+++ DATA IN THIS EXERCISE
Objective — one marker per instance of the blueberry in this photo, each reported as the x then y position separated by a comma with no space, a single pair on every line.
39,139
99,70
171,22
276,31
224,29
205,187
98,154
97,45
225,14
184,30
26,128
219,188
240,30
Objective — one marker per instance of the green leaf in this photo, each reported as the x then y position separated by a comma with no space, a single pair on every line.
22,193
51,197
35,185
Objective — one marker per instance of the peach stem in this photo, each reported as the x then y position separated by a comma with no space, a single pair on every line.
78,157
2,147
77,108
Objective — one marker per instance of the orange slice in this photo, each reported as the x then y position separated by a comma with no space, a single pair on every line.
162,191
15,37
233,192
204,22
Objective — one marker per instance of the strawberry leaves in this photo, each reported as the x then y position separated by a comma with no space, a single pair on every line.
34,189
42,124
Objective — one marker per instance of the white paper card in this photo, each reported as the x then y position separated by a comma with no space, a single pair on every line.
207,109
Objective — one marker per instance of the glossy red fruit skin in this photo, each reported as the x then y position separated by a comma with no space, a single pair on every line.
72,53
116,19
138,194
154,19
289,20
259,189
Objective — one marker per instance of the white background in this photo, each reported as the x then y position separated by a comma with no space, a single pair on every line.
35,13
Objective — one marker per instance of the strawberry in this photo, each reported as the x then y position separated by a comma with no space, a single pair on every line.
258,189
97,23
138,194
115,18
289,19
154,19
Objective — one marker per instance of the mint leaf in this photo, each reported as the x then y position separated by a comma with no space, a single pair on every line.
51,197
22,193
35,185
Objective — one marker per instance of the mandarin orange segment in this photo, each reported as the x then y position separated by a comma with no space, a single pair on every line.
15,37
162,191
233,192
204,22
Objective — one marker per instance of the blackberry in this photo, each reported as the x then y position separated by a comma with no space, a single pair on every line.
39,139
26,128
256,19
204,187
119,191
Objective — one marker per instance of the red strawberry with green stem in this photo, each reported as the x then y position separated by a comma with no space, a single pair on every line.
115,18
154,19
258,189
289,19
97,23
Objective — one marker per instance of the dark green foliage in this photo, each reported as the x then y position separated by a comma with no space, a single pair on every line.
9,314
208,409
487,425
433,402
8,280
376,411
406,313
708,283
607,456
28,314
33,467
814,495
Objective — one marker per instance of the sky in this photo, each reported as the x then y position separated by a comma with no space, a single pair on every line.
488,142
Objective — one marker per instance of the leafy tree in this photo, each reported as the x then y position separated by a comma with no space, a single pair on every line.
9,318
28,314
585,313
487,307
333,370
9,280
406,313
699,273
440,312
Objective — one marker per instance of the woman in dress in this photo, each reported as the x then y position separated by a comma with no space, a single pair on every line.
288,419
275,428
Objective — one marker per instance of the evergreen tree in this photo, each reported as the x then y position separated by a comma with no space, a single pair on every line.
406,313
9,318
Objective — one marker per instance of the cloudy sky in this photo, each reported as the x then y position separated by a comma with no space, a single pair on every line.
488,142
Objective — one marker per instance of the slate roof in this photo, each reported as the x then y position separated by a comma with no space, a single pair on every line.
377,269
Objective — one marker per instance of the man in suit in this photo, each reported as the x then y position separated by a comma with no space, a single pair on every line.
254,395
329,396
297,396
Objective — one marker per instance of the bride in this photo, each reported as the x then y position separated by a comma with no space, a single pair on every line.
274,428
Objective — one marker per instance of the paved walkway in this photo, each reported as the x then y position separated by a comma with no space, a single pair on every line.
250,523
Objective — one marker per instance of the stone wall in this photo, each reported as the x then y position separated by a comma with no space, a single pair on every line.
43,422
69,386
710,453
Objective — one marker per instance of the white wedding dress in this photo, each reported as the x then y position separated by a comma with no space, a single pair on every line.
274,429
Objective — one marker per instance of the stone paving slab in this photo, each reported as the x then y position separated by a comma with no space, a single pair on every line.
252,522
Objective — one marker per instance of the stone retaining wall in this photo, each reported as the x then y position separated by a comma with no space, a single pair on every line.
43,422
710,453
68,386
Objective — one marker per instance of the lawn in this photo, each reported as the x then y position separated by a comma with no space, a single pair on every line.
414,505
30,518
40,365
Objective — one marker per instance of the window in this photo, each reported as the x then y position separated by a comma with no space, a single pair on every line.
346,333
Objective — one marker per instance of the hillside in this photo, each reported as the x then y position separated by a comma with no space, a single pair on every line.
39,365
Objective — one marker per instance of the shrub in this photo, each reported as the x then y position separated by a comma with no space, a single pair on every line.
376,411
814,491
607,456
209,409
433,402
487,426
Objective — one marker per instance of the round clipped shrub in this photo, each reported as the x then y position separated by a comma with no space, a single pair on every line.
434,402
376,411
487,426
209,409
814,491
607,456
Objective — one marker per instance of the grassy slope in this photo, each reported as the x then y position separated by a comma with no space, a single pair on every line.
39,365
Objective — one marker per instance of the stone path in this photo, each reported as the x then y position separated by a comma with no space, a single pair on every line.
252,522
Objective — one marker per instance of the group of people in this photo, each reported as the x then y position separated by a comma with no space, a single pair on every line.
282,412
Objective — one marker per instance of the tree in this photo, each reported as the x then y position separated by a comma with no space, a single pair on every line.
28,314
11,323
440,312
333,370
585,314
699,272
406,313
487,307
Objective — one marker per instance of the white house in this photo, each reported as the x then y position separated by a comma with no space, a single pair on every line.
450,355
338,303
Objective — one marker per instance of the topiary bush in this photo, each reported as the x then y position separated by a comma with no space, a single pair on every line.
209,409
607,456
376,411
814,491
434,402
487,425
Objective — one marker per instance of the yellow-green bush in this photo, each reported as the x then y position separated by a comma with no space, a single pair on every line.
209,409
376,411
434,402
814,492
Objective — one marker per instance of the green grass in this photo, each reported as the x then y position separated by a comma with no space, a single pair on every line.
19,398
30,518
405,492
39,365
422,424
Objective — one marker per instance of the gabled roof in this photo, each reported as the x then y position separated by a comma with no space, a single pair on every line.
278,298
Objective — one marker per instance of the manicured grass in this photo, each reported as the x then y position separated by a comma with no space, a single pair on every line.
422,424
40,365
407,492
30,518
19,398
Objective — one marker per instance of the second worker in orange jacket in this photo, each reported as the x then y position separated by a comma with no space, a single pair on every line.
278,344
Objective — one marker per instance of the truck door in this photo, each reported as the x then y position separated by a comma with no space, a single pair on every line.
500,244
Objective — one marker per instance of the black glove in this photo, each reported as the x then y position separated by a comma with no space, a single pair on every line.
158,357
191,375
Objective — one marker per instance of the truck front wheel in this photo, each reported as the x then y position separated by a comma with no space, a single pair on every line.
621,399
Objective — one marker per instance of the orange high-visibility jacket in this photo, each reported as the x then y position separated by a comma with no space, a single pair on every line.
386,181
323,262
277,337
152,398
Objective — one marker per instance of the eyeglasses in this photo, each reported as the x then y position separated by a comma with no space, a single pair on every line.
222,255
++++++
What you output should match every line above exactly.

Objective — one marker per instance of the blueberry in this photo, each reported as the x then y position separated by a comma with no space, a single pair on every line.
39,139
99,70
171,22
276,31
224,29
205,187
98,154
97,45
225,14
184,30
26,128
219,188
240,30
Objective — one marker per instance of the green leaf in this photo, each reported as the x then y position separated by a comma with no space, a single pair on every line.
22,193
51,197
35,185
Objective — one marker per instance of the peach stem in this photo, each reported as the x then y position separated by a comma with no space, a single pair on every line.
78,157
2,147
77,108
Objective — one marker per instance of the orange slice in this photo, each reported as the x then y position separated by a comma with no space, a single pair on every line.
162,191
15,37
233,192
204,22
Objective — one marker per instance of the strawberry leaves in this photo, each reported as the x then y position separated by a comma with no space, a single pair on every line.
34,189
42,124
Objective — one marker per instance of the white paper card in this photo, each reported as the x then y position separated by a comma with no space, a single pair on every line.
207,109
Objective — one marker per instance of the glossy red fruit skin in this photo, each reported as the x then y position separated by a comma with no space, a single pair on every line.
72,53
116,19
138,194
154,19
289,20
259,189
Objective — one marker per instance of the white background in this photo, each reported as the x then y position separated by a comma with no space, a single pair on every line.
35,13
Objective — one marker per instance of the strawberry in this photo, each reported as the x then y position separated by a comma with no space, a single pair on every line.
258,189
97,23
138,194
115,18
289,19
154,19
Objective — one marker per instance of the mint leaf in this photo, each reported as the x then y position separated by a comma with no space, a single pair on every line.
51,197
22,193
35,185
Objective — one marker per instance of the mandarin orange segment in this photo, each reported as the x then y position separated by a comma with no space, a single pair on every line.
15,37
162,191
233,192
204,22
Objective — one marker per instance of the blackberry in this photo, each reported as the x then y position separated by a comma with no space, a single pair on every line.
39,139
26,128
256,19
204,187
119,191
Objective — one marker per instance of the red strawberry with green stem in this photo, each reported as the x then y position separated by a comma with no space, a single pair on every line.
115,18
154,19
258,189
289,19
97,23
Objective — one marker per instance of the dark green foliage in this photo, each reported as the x then y position separated by a comma with no space, a single pair on every line.
9,314
208,409
487,425
433,402
8,280
376,411
406,313
708,283
607,456
28,314
33,467
814,495
Objective — one marker per instance of the sky in this photo, each reported as the x then y position separated by a comma with no space, a single pair on every line.
488,142
Objective — one marker per instance of the leafy tree in this photo, each reported as the x then y position separated by a comma with no space, a single pair on every line.
9,318
28,314
585,313
487,307
333,370
9,280
406,313
699,273
440,312
Objective — one marker per instance of the woman in dress in this photo, each reported as the x then y position separated by a comma with no space, a single pair on every line.
288,419
275,428
Objective — one marker per instance of the evergreen tree in this photo, each reported as the x then y position separated by a comma with no space, a single pair on every line.
406,313
9,318
Objective — one marker per instance of the cloudy sky in this photo, each reported as the x then y position separated by a comma with no space, a single pair on every line.
488,142
Objective — one marker per instance of the slate roof in this photo, each reported as the x then y position separated by a comma with no space, a single pair on every line.
377,269
Objective — one marker per instance of the man in suit in this photo, each reported as the x then y position separated by a comma with no space, a single pair on every line.
254,395
329,396
297,396
Objective — one marker per instance of the bride in this photo, each reported as the x then y position separated by a comma with no space, a single pair on every line.
274,428
Objective — one marker per instance of the paved walkway in this photo, each reported as the x then y position separated by a comma with no space, a single pair on every line.
250,523
Objective — one marker per instance of the stone wall in this photo, each reported as the x then y position separated by a comma with no space, a single pair on every line.
43,422
69,386
710,453
Objective — one marker per instance of the white wedding dress in this photo, each reported as the x then y position separated by a comma with no space, a single pair on every line.
274,429
Objective — one marker per instance of the stone paving slab in this photo, each reported as the x then y position separated by a comma with no space, a single pair on every line.
252,522
Objective — one marker per instance of the stone retaining wall in this photo, each reported as the x then y position separated by a comma with no space, a single pair on every line.
43,422
710,453
68,386
Objective — one marker per instance of the lawn in this photo, each reported as the x then y position separated by a comma with no space, a single pair on every line.
414,505
30,518
40,365
Objective — one marker per instance of the window in this photo, each reported as the x then y position separated by a comma with no space, a single pair on every line.
346,333
Objective — one marker per instance of the hillside in this photo, each reported as the x then y position separated by a comma with no space, a single pair on every line.
39,365
Objective — one marker per instance of the shrub in this photo, each reported as the x then y position separated by a comma with no space, a single pair on every line.
376,411
814,491
607,456
209,409
433,402
487,426
Objective — one marker per instance of the round clipped shrub in this photo, each reported as the x then y position separated by a comma with no space, a single pair on every line.
434,402
376,411
487,426
209,409
814,491
607,456
Objective — one marker per instance of the grassy slope in this photo, each reported as the x then y position separated by a comma with no space, a single pair on every line.
39,365
Objective — one marker per instance of the stone path in this photo, each reported as the x then y position separated by a comma with no space, a single pair on every line.
252,522
Objective — one marker per instance of the group of people in this photo, each reported as the x then y position separated by a comma with no space, a single pair on every line.
282,412
Objective — one marker per instance of the tree in this photo, each reported as the x then y position separated by a comma with no space, a single pair on every line.
28,314
11,323
440,312
333,370
585,314
699,272
406,313
487,307
Objective — one marker per instance of the white house in this photo, each reported as the x then y position separated by a comma with no space, a single pair on every line.
450,355
338,303
Objective — one marker per instance of the topiary bush in this photo, each reported as the x then y position separated by a comma with no space, a single pair on every line.
209,409
607,456
376,411
814,491
434,402
487,425
Objective — one marker per instance of the yellow-green bush in this photo, each reported as the x then y position separated by a comma with no space, a single pair on every line.
209,409
376,411
434,402
814,492
Objective — one marker per instance of the green grass in this photo, each reported as the x then y position separated by a comma with no space, a single pair on every line.
19,398
30,518
405,492
39,365
422,424
Objective — one marker per instance of the gabled roof in this photo, each reported as the x then y position separated by a comma with no space, a single pair on every line.
278,298
Objective — one marker per instance of the manicured grass in this photo, each reported as the x then y position separated by a comma with no space, a single pair on every line.
422,424
40,365
407,492
30,518
19,398
Objective — one marker per instance of the second worker in orange jacket in this photo, each reported as the x then y position separated by a comma with no space, a single pair on every line.
278,344
Objective — one marker per instance of the truck door in this photo, each reported as the x then y position separated by a comma with no space, a single pair on every line.
500,244
Objective — one marker per instance of the black glove in this photo, each reported as the x then y position separated by a comma with no space, a single pair on every line.
158,357
191,375
Objective — one marker per instance of the truck front wheel in this photo, each reported as the x then y position separated by a comma with no space, a single pair on every line.
621,399
Objective — one marker per instance of the orange high-visibility jacket in this photo, each reported as the x then y position separated by a comma with no space, a single pair on every line.
386,181
323,262
277,337
152,398
Objective — one marker per instance of the eyeglasses in this photo, each reported as the x then y position separated by a comma with no space, a single pair on every line.
222,255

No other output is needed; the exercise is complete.